◆ **WHAT YOU WILL DO**: All lines containing the string "instance" must be copied from the entries.

◆ **MATERIAL FOR THIS TASK**:
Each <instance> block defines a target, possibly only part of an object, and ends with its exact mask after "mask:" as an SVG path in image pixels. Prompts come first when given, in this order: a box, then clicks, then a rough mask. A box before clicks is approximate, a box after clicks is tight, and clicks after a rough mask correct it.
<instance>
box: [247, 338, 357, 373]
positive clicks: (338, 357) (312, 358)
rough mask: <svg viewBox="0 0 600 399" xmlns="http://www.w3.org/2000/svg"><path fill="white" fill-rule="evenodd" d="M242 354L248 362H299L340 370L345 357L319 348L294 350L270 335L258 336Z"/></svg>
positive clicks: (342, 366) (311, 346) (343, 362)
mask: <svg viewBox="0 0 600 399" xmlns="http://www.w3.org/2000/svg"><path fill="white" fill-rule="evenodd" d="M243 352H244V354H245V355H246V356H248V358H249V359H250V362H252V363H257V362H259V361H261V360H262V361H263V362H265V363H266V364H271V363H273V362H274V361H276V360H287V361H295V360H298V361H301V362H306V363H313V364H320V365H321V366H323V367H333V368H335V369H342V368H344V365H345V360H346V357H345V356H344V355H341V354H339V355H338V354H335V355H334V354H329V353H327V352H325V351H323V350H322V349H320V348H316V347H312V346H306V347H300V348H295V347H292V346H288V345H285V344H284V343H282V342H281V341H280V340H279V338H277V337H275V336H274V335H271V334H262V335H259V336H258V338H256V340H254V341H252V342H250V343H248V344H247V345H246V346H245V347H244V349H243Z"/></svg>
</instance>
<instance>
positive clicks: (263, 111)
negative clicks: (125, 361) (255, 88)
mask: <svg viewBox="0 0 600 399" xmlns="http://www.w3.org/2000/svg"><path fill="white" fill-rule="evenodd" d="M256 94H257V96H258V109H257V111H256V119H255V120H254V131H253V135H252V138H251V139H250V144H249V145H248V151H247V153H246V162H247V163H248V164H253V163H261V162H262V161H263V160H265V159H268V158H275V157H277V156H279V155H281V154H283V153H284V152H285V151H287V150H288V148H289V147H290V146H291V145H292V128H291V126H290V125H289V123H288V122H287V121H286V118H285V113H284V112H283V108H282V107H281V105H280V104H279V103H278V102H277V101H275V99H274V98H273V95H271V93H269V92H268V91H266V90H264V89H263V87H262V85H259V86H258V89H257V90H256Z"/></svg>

◆ **SOLUTION**:
Each <instance> block defines a target, possibly only part of an object, and ends with its exact mask after "mask:" as an SVG path in image pixels. Prompts come first when given, in this order: a box, then clicks, then a rough mask. A box before clicks is approximate, a box after clicks is tight, and clicks after a rough mask correct it.
<instance>
</instance>
<instance>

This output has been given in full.